(Text-to-region grounding data)
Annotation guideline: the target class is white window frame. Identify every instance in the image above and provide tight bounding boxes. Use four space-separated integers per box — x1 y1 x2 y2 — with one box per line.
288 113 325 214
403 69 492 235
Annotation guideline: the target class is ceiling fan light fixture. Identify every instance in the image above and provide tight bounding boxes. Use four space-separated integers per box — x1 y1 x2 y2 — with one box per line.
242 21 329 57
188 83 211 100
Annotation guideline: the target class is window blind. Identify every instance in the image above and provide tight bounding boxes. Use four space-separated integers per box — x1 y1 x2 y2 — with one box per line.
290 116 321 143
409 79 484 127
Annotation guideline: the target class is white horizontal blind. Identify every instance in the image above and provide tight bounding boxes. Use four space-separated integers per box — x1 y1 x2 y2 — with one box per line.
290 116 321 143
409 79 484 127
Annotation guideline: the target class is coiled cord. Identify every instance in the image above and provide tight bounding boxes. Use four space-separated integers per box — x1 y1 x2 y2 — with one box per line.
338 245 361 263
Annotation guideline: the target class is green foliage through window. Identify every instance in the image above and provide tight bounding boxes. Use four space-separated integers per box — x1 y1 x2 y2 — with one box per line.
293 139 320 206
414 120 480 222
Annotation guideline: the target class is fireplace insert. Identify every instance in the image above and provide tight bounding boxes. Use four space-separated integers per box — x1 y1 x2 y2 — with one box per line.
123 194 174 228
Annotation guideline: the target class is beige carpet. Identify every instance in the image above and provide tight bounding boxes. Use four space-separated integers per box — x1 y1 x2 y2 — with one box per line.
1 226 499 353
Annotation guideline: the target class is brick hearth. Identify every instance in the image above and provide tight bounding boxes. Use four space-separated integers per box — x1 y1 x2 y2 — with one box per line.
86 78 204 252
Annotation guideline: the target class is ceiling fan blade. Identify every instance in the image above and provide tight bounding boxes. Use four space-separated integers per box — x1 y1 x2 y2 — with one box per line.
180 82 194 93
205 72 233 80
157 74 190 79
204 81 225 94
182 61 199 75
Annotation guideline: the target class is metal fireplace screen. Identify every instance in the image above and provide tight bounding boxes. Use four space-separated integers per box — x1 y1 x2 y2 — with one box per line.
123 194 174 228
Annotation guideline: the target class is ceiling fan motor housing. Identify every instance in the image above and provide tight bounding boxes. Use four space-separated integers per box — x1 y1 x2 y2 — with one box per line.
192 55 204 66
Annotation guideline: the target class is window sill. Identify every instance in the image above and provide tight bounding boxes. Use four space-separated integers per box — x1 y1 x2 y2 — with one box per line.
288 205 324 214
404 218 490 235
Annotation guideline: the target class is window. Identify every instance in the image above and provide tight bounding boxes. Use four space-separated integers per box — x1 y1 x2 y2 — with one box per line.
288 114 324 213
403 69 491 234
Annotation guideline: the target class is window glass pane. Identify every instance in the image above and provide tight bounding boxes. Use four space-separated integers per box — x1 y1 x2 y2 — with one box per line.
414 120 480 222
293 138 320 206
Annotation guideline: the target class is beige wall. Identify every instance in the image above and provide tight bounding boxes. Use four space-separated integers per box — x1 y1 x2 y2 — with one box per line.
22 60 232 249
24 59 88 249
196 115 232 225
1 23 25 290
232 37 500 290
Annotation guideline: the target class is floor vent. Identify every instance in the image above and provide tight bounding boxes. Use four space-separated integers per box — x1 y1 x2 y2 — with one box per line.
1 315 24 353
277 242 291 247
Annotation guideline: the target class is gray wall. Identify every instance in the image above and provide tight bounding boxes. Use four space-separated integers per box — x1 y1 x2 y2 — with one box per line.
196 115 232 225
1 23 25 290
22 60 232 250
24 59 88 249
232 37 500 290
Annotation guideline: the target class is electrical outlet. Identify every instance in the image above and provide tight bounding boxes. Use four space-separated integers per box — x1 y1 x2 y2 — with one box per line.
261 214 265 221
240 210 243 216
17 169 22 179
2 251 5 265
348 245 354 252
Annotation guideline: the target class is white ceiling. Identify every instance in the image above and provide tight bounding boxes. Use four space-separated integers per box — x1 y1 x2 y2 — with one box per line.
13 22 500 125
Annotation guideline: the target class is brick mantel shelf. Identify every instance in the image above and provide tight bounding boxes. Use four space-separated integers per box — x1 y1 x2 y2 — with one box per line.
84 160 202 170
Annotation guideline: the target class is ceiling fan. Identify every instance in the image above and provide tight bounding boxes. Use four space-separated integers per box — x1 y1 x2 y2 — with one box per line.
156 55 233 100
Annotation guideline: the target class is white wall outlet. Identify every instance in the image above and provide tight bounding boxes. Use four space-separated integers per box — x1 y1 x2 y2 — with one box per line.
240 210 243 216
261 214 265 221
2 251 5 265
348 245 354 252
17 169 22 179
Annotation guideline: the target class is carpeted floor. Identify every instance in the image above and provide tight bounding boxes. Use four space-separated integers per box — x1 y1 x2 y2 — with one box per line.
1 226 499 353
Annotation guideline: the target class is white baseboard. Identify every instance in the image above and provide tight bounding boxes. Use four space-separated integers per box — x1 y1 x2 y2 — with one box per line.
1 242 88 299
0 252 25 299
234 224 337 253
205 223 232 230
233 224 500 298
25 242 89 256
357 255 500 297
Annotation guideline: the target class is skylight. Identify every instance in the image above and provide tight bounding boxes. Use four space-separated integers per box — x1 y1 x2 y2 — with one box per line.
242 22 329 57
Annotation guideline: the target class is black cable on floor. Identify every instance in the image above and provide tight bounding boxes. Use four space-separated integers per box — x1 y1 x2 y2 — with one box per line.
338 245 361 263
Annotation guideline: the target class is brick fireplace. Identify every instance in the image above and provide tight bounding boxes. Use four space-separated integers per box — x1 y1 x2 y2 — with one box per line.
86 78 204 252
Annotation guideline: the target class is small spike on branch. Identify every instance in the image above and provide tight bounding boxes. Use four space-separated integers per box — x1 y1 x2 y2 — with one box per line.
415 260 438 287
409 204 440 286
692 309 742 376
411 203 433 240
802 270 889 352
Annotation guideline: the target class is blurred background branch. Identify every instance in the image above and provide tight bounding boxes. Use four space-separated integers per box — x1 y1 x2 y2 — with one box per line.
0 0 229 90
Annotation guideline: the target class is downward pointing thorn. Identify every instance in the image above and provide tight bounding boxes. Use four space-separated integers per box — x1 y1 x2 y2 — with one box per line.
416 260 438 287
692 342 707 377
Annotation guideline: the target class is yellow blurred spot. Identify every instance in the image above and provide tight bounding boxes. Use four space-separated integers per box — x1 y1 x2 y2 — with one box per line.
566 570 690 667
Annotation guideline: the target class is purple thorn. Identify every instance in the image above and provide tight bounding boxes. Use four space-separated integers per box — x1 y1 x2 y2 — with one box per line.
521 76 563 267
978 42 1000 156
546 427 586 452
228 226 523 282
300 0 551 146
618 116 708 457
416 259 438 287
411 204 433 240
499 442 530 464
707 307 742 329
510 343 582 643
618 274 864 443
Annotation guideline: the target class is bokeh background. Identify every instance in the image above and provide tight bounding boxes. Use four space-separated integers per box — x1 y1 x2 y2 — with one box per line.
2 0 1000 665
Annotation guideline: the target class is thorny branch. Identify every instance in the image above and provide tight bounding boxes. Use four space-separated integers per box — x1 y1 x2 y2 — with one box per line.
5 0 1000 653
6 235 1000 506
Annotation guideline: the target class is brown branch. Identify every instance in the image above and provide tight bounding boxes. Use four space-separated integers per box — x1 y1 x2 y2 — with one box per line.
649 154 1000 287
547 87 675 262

> _Work order_: Repeat all the data, every line exactly.

> _The completed task_:
Annotation guideline: the target class is white window frame. Identify every instance in the image above and provide tight bounding boxes. Use four space-separated integers per box — x1 y1 x2 y2 — with one box per line.
288 113 325 214
403 69 492 235
Annotation guideline: the target class is ceiling fan light fixture. Identify every instance in the image above and provide tight bounding boxes. Use four space-separated integers per box — x1 y1 x2 y2 — with one box per line.
242 21 329 57
188 83 211 100
Annotation guideline: the target class is window blind. Identify every instance in the image above and provide tight bounding boxes. Use four space-separated integers per box — x1 y1 x2 y2 — with one box per line.
290 116 321 143
409 79 484 127
Annotation guideline: the target class is white horizontal blind. Identify every instance in the image above and provide tight bounding boxes. Use four space-separated integers per box — x1 y1 x2 y2 — with one box per line.
290 116 321 143
409 79 484 127
Annotation guideline: the target class is coiled cord. Identify every instance in the image above and provide tight bounding boxes. Use four space-separated integers per box — x1 y1 x2 y2 — with one box per line.
338 245 361 263
Annotation guideline: the target class is green foliage through window. Identify every instance in the image above and provide tight bounding boxes. Use four space-separated integers per box — x1 y1 x2 y2 — with one box per line.
293 139 320 206
414 120 480 222
Annotation guideline: the target class is fireplace insert. Identify every instance in the image above and provide tight bounding boxes. Use four space-separated integers per box — x1 y1 x2 y2 — with one box per line.
123 194 174 228
Annotation guideline: the target class is beige carpet. Identify every instance in the image above and provide tight bounding boxes. Use four space-separated integers per box — x1 y1 x2 y2 — with one box per line.
1 226 499 353
Annotation guideline: the target class is brick hearth. Identify every instance in the image above and provide tight bounding boxes. Use four space-separated integers per box — x1 y1 x2 y2 — with one box per line.
86 78 204 252
Annotation guideline: the target class is ceiling fan blade. Identify every instance in the image above and provide tight bounding boxes. Use four space-separated integers per box — x1 y1 x2 y2 — with one box per line.
180 82 194 93
205 72 233 80
157 74 190 79
204 81 225 94
182 61 199 75
Annotation guideline: the target class is metal fireplace screen. Identify every instance in the image above and provide tight bounding boxes. Use four space-separated integers per box — x1 y1 x2 y2 — with one box per line.
123 194 174 228
Annotation guideline: the target class is ceiling fan motor housing. Identify every instance in the image above and provide tight bounding boxes. Use four space-separated integers per box — x1 y1 x2 y2 — with one box per line.
192 55 204 66
Annotation guideline: the target class is window sill. Identify every instance in the image above and provide tight bounding boxes. Use four space-separated integers per box — x1 y1 x2 y2 — with one box per line.
288 205 324 214
404 218 490 235
Annotation guideline: the target class is window. Identify every instance in the image above and provide tight bounding boxes. Use four space-separated integers per box — x1 y1 x2 y2 — with one box per line.
288 114 324 213
403 69 491 234
Annotation guideline: the target class is window glass pane. Identify every instance in the image above and provide tight bounding boxes. Use four space-separated integers per box — x1 y1 x2 y2 — with one box per line.
414 120 480 222
293 138 320 206
Annotation guideline: the target class is beige wall. Identify every instance in the image above and provide tight bounding boxes. Use four space-separated integers per box — x1 y1 x2 y2 — with one box per line.
22 60 232 249
24 59 88 249
196 115 232 225
1 23 25 290
232 37 500 290
Annotation guideline: the target class is floor vent. Identify every instance in the image above and provide tight bounding boxes. Use four space-separated integers per box — x1 y1 x2 y2 — with one box per line.
1 315 24 353
277 242 291 247
Annotation guideline: the target class is gray wall. Identify every instance in the image above and provide tight bounding boxes. Use four space-separated integers per box — x1 y1 x2 y2 — with one box per line.
196 115 232 225
1 23 25 290
22 60 232 250
24 59 88 249
232 37 500 290
Annotation guideline: the target class is electrical outlet. Identify every instance in the image above and provide tight bounding boxes. Use four space-separated integers per box — x1 y1 x2 y2 — with one box per line.
261 214 265 221
240 210 243 216
17 169 22 179
2 251 5 265
348 245 354 252
Annotation guideline: the target class is white ceiling. Identify every instance in the image above and provide tight bounding boxes. Use four space-separated integers per box — x1 y1 x2 y2 — with one box per line.
13 22 500 125
Annotation guideline: the target class is brick mantel shelf. Identify every instance in the image above and provide tight bounding boxes. Use four space-separated integers per box — x1 y1 x2 y2 — with one box per line.
84 160 202 170
Annotation guideline: the target class is ceiling fan. Identify every instance in the image above and provide tight bounding boxes. Use four space-separated integers per box — x1 y1 x2 y2 — with one box per line.
156 55 233 100
Annotation guideline: the target class is white wall outlet. Identify every instance in the image above and provide tight bounding boxes. Use four space-separated integers per box — x1 y1 x2 y2 — with one box per line.
240 210 243 216
261 214 265 221
2 251 5 265
348 245 354 252
17 169 22 179
Annotation guideline: the target class is carpeted floor. Identify every instance in the image above and provide tight bounding boxes. Use four space-separated integers per box — x1 y1 x2 y2 — with one box per line.
1 226 499 353
Annotation guideline: the target class is white baseboard. Identify every instance in the image above and provide tight bounding boxes. Use four space-separated integers per box — x1 y1 x2 y2 — with one box per line.
1 242 88 299
0 252 25 299
234 224 337 253
205 223 232 230
233 224 500 298
25 242 89 256
357 255 500 297
Annotation guideline: the target class is skylight. Identify every instance in the image above and provide tight bounding boxes. Use four space-separated integers per box — x1 y1 x2 y2 — with one box per line.
242 22 329 57
Annotation guideline: the target class is black cable on floor. Identify every instance in the image above and provide tight bounding boxes. Use four space-separated integers per box — x1 y1 x2 y2 — with one box per line.
338 245 361 263
Annotation guideline: the target class is brick fireplace. Identify every instance in the image above and provide tight bounding boxes. Use four space-separated integers per box — x1 y1 x2 y2 — with one box per line.
86 78 204 252
Annotation guideline: the target class is small spike on branch. Identify every instance in the image above and provide tight bounding boxes. Use four space-separated integers per box — x1 y1 x2 y2 — with one box per line.
415 260 438 287
409 204 440 286
692 309 742 376
411 203 433 240
802 270 889 352
Annotation guideline: the target class is blurred background branch. Identify every instance in the image above and provide tight bounding boxes. Use four space-separated integers per box — x1 y1 x2 y2 — with one box per line.
0 0 229 90
Annotation guideline: the target class is downward pointing thorn. Identify every instance in the image above and provide tight bounding boxes. Use four space-separated integers per box — x1 y1 x2 y2 — with one box per line.
416 260 438 287
692 342 707 377
Annotation guideline: the target class is yellow blurred spot. Identify every instance in the image above and provide tight bounding boxes. Use four space-separated integers per box — x1 y1 x2 y2 — with one box per line.
566 570 690 667
Annotation guideline: the target class is purple thorn. Identify every instance in the image above and provide tight bounding boxes. Use four space-separated integers per box — x1 y1 x2 y2 — with one box per line.
521 76 563 267
978 42 1000 156
546 427 586 452
228 226 523 282
300 0 551 146
618 116 708 457
416 259 438 287
411 204 433 240
499 442 530 464
707 307 742 329
510 343 582 643
618 274 864 443
Annotation guideline: the target class is bokeh background. Identify every instance in the image above and provide tight bounding boxes. Use four space-separated integers per box — x1 y1 x2 y2 — with one box per line.
2 0 1000 665
Annotation guideline: the target class is thorny branch. Identify every instance in the image above and provide tight bounding boxes. Use four space-separated integers per box — x1 y1 x2 y2 — with one box per line.
5 0 1000 653
6 235 1000 506
Annotation guideline: the target class is brown branch. Identify every instance in the image above and provide tight bounding boxes. Use four space-separated integers per box — x1 y1 x2 y2 — with one box per line.
649 154 1000 287
547 87 675 262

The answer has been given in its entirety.